> _Source data_
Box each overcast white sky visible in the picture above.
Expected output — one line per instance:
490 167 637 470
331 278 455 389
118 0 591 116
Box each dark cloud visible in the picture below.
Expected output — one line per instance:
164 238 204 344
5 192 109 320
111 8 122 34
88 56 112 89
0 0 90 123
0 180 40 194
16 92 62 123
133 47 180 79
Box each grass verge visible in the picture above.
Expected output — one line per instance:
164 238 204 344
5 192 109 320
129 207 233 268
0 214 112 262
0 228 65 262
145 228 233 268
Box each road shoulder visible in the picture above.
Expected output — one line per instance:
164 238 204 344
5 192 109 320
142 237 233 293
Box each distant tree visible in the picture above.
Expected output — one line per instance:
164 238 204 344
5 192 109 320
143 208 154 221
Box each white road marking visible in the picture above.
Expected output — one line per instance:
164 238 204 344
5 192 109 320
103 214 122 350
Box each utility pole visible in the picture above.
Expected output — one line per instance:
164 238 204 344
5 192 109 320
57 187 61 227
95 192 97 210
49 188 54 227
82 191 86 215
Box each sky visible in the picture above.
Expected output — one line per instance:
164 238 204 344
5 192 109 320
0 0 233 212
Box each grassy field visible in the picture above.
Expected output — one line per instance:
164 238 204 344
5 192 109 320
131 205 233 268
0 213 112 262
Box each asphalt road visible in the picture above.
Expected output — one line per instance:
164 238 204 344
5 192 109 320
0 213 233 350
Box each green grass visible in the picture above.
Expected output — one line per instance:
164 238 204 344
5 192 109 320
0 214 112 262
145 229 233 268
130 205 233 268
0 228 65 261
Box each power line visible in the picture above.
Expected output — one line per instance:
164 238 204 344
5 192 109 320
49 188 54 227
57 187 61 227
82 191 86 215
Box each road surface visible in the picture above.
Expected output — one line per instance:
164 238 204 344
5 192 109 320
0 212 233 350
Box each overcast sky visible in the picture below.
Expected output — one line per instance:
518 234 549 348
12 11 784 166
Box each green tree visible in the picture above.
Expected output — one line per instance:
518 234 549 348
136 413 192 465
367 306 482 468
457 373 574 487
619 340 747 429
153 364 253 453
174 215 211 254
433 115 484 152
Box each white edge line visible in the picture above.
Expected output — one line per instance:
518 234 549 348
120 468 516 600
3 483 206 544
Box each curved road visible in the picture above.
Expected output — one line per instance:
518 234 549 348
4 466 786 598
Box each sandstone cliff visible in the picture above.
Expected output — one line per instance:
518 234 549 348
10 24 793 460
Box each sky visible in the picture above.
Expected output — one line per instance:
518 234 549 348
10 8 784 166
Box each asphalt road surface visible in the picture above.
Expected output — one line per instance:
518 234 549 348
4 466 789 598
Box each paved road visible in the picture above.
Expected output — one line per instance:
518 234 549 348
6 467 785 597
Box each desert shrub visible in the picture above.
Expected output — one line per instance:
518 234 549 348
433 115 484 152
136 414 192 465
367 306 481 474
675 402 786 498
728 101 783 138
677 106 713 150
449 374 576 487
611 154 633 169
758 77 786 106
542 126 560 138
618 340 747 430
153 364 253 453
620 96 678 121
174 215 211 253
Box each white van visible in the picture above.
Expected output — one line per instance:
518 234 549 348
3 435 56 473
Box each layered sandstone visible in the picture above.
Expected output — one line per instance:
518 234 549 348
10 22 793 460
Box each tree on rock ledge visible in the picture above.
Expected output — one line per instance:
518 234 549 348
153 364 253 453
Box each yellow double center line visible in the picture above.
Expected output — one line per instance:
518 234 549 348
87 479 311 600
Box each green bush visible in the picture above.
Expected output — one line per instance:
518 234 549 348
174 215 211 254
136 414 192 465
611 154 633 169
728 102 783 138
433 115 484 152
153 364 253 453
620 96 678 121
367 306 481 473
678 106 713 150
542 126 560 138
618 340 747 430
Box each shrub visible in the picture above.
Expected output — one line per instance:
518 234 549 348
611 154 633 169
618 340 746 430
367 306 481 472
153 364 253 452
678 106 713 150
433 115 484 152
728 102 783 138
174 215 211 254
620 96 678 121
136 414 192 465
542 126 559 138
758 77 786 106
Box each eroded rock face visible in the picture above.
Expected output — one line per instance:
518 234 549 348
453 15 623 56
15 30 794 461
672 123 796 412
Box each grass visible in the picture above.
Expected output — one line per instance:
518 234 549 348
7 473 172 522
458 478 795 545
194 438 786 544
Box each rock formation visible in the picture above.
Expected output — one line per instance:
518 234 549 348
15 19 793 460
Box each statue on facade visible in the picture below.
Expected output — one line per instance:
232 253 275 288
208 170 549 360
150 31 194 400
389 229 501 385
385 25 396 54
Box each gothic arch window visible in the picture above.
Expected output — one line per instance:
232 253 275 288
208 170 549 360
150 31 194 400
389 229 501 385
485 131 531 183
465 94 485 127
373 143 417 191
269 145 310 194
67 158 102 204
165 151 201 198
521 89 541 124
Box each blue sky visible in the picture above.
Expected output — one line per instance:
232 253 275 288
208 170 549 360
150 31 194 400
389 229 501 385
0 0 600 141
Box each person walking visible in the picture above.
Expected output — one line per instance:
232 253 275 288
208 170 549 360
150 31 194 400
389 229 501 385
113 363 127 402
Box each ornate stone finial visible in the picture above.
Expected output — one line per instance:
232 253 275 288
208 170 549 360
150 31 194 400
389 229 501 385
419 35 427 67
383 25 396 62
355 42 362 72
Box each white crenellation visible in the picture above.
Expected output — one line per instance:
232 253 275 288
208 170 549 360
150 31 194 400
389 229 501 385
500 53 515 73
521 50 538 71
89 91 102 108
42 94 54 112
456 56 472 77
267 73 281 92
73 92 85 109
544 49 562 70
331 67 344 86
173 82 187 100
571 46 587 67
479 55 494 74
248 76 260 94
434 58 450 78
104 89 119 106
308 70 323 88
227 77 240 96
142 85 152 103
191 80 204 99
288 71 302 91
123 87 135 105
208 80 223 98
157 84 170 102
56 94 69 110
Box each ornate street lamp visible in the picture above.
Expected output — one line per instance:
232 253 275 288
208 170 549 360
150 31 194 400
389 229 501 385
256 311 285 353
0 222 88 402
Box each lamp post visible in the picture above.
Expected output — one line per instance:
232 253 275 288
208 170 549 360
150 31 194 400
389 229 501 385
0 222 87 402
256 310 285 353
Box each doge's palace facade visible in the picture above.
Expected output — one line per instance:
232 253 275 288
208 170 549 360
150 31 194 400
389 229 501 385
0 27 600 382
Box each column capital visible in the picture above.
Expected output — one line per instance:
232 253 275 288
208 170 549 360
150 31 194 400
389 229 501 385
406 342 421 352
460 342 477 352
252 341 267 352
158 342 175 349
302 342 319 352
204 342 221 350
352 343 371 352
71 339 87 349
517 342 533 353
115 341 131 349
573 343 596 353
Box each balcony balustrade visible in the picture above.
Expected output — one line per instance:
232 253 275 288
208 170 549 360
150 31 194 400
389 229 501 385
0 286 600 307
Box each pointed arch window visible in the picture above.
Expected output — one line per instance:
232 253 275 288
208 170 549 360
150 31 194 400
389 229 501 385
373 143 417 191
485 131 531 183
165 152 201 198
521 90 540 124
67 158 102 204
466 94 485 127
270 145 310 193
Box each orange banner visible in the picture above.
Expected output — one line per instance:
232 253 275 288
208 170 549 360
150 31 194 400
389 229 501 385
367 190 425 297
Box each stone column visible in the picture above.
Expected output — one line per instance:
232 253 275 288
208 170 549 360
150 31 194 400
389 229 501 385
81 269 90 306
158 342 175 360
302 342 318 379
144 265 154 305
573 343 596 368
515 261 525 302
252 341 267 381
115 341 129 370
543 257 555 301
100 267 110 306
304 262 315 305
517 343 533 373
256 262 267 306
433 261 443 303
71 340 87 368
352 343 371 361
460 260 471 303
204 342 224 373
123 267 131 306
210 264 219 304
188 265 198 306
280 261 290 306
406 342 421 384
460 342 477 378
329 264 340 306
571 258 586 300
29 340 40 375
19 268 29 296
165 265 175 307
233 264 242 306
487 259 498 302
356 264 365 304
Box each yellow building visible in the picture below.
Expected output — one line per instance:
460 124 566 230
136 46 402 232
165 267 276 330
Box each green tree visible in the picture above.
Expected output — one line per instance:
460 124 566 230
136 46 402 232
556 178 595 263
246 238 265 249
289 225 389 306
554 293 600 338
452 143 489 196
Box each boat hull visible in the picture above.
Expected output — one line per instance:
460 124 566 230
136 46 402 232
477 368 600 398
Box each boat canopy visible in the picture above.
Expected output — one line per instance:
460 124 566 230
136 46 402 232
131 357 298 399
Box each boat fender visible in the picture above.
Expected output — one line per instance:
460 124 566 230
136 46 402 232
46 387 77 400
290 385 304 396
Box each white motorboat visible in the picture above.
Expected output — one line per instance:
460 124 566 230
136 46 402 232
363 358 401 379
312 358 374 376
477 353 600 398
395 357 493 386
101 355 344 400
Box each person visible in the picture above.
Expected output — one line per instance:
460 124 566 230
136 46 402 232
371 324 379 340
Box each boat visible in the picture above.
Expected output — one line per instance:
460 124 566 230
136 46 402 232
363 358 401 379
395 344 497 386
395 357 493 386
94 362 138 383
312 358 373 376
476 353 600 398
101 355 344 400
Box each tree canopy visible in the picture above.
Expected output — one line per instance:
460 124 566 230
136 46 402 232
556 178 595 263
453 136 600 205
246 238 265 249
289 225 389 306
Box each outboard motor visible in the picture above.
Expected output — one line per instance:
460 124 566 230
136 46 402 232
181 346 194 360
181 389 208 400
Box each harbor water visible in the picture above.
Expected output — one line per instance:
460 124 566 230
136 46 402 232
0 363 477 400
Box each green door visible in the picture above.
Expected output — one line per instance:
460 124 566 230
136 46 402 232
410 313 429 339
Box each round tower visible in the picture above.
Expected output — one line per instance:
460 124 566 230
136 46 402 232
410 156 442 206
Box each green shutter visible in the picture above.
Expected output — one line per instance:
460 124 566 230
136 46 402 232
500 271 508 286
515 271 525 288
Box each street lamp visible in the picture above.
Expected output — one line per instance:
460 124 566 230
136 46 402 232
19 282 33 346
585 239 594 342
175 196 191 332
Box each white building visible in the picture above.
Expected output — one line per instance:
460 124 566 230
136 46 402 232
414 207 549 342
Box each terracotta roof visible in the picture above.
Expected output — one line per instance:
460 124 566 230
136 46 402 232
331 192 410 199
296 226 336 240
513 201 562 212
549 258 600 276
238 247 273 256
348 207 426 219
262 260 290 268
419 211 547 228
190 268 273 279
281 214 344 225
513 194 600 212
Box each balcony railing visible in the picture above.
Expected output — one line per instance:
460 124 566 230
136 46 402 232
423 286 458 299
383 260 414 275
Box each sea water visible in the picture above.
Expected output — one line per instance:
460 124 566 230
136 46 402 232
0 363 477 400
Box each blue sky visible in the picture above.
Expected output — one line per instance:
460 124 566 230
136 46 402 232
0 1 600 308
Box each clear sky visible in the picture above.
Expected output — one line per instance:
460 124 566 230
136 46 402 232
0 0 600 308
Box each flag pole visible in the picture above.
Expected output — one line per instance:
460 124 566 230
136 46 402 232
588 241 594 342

> _Stated task_
Format the records from the line that contains "Box each doge's" through the line that contains "165 267 276 330", both included, as a JSON list of strings with one string per line and blank lines left out.

> _Correct output_
[
  "Box each doge's palace facade visible in the picture above.",
  "Expected output — one line per instance:",
  "232 253 275 288",
  "208 170 549 360",
  "150 31 194 400",
  "389 229 501 385",
  "0 27 600 382",
  "Box each column capital visible in the picture above.",
  "Expected output — one line per instance:",
  "232 253 275 288",
  "208 170 549 360",
  "150 31 194 400",
  "389 229 501 385",
  "406 342 421 352",
  "460 342 477 352",
  "252 341 267 352",
  "158 342 175 349",
  "302 342 319 352",
  "204 342 221 350",
  "352 343 371 352",
  "71 339 87 349",
  "517 342 533 353",
  "115 341 131 349",
  "573 343 596 353",
  "Box each balcony balustrade visible in the picture above.",
  "Expected output — one line per instance:",
  "232 253 275 288",
  "208 170 549 360",
  "150 31 194 400",
  "389 229 501 385",
  "0 286 600 307",
  "Box each pointed arch window visible in the picture above.",
  "Expected output — one line per instance:",
  "232 253 275 288",
  "208 170 549 360",
  "150 31 194 400",
  "389 229 501 385",
  "373 143 417 191",
  "485 131 531 183",
  "165 152 201 198",
  "521 90 540 124",
  "67 158 102 204",
  "466 94 485 127",
  "270 145 310 193",
  "Box each orange banner visible in the picture above.",
  "Expected output — one line per instance:",
  "232 253 275 288",
  "208 170 549 360",
  "150 31 194 400",
  "389 229 501 385",
  "367 190 425 297",
  "Box each stone column visible in the picture above.",
  "Expected output — one line per instance:",
  "232 253 275 288",
  "208 170 549 360",
  "150 31 194 400",
  "389 229 501 385",
  "81 269 90 306",
  "158 342 175 360",
  "302 342 318 379",
  "144 265 154 305",
  "573 343 596 368",
  "515 261 525 302",
  "252 341 267 381",
  "115 341 129 370",
  "543 257 555 301",
  "100 267 110 306",
  "304 262 315 305",
  "517 343 533 373",
  "256 262 267 306",
  "433 261 443 303",
  "71 340 87 368",
  "352 343 371 361",
  "460 260 471 303",
  "204 342 224 373",
  "123 267 131 306",
  "210 264 219 304",
  "188 265 198 306",
  "280 261 290 306",
  "406 342 421 384",
  "460 342 477 378",
  "329 264 340 306",
  "571 258 586 300",
  "29 340 40 375",
  "19 268 29 296",
  "165 265 175 307",
  "233 264 242 306",
  "487 259 498 302",
  "356 264 365 304",
  "Box each yellow building visible in the picture below.",
  "Expected output — one line per instance:",
  "460 124 566 230",
  "136 46 402 232",
  "165 267 276 330"
]